*SELECTED PASSAGE*:

================================

The Republican compromise has been to incorporate DNA testing into support for capital punishment. When Mitt Romney tried to reinstate the death penalty as governor of Massachusetts, he was sure to include DNA testing in his bill so as to "remove [the] possibility of execut[ing] someone who is innocent." And Thompson admitted this summer that "science must be used even more and earlier in the criminal process to protect the innocent and convict the guilty."
On the campaign trail, this kind of equivocation, and the retreat it signals, would seem to present a major opportunity for Democrats. They have an opening to champion death-penalty reform in a way that they haven't had before. What's more, all the front-runners have a history of supporting such change: Hillary Clinton sponsored a 2003 bill to beef up DNA testing in the criminal justice system; Barack Obama called the death penalty "broken" and worked for reform as a community organizer in Chicago; and John Edwards pushed for fairer trials and DNA testing during his 2004 campaign. In elections past, the Dukakis-style critique of capital punishment turned on moral questions about which it's hard to change people's minds. Today, opposition to the death penalty can rest squarely on pragmatism: The statistics are in, and the system doesn't work.

================================

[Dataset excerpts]
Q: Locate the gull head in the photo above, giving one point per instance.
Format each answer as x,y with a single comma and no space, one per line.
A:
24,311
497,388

================================

Answer these questions from the death-penalty passage above.
(a) What did Mitt Romney include in his bill to reinstate the death penalty in Massachusetts?
(b) What did Hillary Clinton's 2003 bill aim to do?
(c) What word did Barack Obama use to describe the death penalty?

(a) DNA testing.
(b) Beef up DNA testing in the criminal justice system.
(c) "Broken."